| TASK REQUIREMENTS |
Report how many of the lines below contain the string "hill". Give only the number.

● ● ●

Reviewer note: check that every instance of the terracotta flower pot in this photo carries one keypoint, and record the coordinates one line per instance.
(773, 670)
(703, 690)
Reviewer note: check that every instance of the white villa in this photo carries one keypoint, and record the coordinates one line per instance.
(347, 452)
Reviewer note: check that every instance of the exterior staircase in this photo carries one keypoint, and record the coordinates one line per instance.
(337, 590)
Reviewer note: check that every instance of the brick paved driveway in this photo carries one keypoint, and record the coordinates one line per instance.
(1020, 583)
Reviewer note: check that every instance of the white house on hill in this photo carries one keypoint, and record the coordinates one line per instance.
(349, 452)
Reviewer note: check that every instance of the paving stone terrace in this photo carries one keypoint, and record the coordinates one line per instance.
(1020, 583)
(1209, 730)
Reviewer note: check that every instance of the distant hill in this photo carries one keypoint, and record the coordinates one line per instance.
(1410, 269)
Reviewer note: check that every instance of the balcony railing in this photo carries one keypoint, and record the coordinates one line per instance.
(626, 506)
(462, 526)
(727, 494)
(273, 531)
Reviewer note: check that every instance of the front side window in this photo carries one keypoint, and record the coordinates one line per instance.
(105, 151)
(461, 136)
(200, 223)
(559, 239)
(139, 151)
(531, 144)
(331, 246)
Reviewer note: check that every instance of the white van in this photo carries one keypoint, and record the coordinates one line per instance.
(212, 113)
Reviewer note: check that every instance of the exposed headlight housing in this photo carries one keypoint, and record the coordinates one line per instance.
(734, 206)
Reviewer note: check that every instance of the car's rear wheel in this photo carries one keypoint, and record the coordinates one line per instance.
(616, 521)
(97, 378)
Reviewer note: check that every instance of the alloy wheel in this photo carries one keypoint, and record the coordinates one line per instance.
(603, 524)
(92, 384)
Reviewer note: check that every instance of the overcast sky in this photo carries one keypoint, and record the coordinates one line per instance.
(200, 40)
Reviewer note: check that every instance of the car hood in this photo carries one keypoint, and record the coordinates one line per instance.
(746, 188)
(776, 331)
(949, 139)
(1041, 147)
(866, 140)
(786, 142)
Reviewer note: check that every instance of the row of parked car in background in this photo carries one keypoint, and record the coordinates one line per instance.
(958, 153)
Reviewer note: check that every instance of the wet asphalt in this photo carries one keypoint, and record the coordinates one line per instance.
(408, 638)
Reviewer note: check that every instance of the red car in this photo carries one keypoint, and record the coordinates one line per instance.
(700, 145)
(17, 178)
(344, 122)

● ● ●

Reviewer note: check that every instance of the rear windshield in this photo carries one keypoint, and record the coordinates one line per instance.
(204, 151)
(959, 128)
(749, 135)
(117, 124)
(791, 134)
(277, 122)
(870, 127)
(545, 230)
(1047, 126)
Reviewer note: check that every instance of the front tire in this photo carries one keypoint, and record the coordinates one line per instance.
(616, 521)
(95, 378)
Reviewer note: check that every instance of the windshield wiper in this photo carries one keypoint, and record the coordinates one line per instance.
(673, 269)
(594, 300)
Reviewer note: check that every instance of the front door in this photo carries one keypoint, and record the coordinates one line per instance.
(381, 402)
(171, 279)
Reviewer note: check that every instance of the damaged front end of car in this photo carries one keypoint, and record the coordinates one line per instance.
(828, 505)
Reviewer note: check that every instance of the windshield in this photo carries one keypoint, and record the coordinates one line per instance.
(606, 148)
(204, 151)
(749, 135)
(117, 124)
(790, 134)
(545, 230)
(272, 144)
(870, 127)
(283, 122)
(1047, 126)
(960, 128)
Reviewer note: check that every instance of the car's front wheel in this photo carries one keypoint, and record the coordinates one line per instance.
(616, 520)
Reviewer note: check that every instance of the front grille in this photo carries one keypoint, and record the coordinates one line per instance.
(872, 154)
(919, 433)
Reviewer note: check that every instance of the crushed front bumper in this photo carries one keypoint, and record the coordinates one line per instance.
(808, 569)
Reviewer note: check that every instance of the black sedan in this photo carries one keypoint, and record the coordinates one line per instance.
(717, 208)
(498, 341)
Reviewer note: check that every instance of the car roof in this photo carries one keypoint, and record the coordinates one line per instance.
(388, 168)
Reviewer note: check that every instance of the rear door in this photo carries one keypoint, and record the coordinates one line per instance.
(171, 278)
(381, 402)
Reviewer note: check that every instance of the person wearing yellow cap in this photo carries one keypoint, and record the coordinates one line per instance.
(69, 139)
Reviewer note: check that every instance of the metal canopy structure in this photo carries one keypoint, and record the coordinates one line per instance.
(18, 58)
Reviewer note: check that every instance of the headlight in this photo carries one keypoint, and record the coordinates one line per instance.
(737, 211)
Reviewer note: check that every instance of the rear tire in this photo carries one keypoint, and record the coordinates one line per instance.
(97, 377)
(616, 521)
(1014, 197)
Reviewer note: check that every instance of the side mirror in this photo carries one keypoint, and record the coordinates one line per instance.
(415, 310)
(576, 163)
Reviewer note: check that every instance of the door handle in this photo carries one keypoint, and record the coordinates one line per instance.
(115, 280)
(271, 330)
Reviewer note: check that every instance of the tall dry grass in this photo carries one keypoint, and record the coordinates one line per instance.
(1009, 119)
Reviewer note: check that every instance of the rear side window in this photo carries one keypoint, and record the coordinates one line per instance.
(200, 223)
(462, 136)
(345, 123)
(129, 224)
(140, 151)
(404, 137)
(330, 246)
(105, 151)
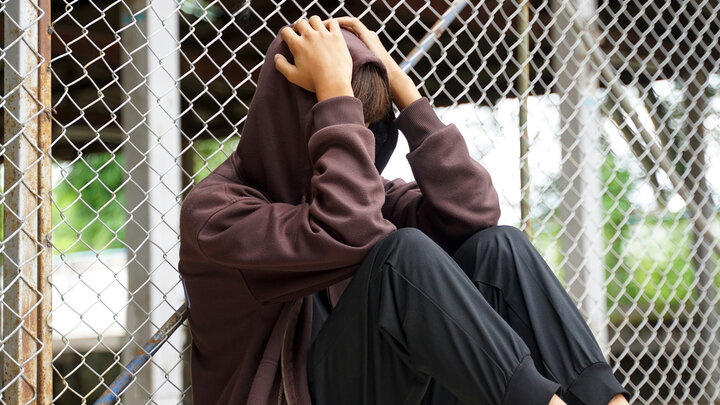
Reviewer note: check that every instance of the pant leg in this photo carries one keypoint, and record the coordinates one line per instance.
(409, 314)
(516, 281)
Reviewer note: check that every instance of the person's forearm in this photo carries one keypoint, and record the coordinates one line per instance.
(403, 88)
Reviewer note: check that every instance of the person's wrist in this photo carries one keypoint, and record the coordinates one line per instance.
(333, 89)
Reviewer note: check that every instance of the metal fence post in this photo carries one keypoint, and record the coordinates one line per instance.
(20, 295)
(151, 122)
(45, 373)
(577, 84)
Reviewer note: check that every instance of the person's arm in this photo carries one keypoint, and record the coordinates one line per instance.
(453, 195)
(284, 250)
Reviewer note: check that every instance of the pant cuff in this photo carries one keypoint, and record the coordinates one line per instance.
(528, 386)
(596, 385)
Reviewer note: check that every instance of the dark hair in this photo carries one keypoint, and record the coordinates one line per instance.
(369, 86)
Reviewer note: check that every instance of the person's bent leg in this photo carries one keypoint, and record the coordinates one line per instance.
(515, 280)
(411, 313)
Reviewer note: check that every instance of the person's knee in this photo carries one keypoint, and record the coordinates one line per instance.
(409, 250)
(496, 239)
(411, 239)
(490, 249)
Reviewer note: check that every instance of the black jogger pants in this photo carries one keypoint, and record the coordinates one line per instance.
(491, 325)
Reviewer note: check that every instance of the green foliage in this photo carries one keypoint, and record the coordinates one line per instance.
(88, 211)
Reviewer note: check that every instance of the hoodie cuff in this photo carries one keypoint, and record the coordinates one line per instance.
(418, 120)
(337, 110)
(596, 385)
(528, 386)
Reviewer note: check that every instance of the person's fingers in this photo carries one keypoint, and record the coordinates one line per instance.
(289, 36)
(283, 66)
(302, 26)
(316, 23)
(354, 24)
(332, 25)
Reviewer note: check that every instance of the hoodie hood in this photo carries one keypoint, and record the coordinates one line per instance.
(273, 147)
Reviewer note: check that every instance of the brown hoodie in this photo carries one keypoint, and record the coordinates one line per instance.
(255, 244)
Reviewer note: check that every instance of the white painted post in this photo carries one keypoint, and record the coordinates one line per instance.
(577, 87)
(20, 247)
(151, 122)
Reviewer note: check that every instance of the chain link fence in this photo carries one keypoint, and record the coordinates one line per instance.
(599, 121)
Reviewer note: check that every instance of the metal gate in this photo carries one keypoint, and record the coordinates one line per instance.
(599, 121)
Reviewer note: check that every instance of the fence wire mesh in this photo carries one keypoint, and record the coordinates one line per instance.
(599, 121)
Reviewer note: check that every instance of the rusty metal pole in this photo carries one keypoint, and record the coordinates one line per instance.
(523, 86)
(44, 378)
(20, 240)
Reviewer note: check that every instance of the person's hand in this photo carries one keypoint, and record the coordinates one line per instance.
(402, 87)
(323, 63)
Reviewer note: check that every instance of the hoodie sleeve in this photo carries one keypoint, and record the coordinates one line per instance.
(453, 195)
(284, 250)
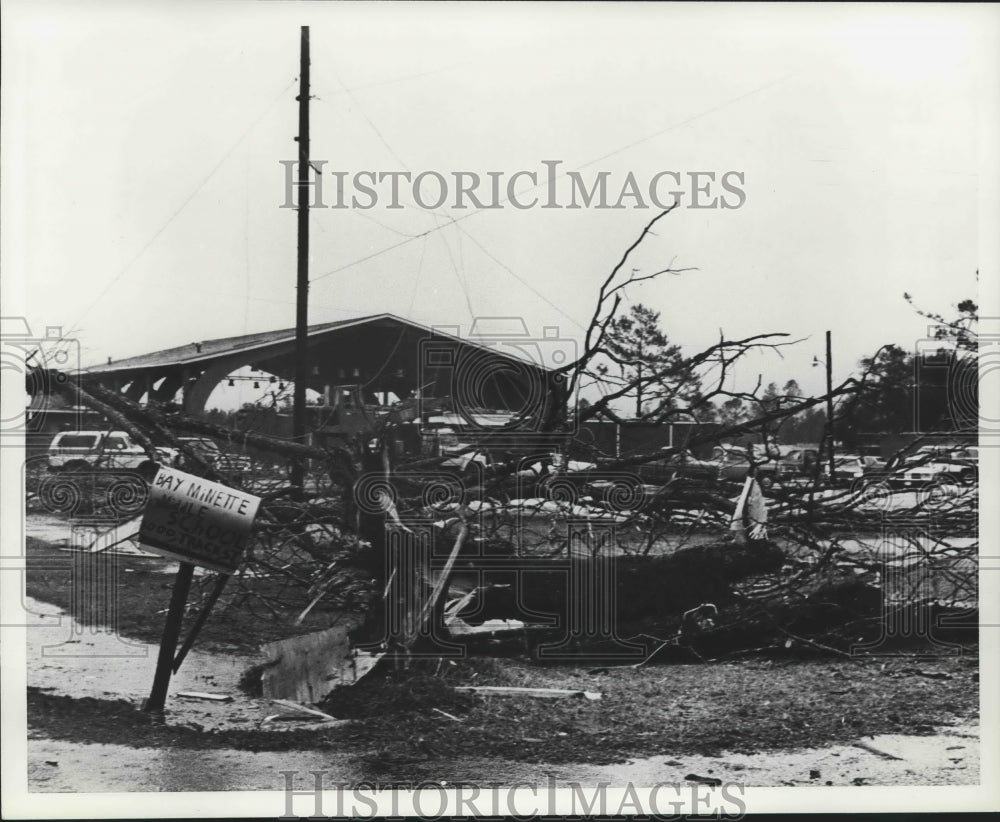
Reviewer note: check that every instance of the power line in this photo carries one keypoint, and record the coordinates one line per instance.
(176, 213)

● ● ●

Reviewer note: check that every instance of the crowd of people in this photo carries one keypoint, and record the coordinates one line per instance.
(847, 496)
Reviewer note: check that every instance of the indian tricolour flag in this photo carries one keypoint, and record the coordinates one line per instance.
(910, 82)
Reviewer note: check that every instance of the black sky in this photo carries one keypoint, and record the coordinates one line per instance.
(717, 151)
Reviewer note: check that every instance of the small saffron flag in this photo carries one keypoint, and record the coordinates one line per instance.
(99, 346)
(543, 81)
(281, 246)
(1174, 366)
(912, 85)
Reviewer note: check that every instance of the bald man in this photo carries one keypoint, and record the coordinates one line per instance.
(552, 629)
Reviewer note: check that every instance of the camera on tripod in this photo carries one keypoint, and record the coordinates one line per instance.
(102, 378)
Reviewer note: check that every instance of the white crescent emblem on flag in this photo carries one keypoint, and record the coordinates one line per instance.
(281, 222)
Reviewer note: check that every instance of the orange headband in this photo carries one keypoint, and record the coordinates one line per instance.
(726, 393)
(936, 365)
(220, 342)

● ● ●

| SOLUTION TO THIS EXERCISE |
2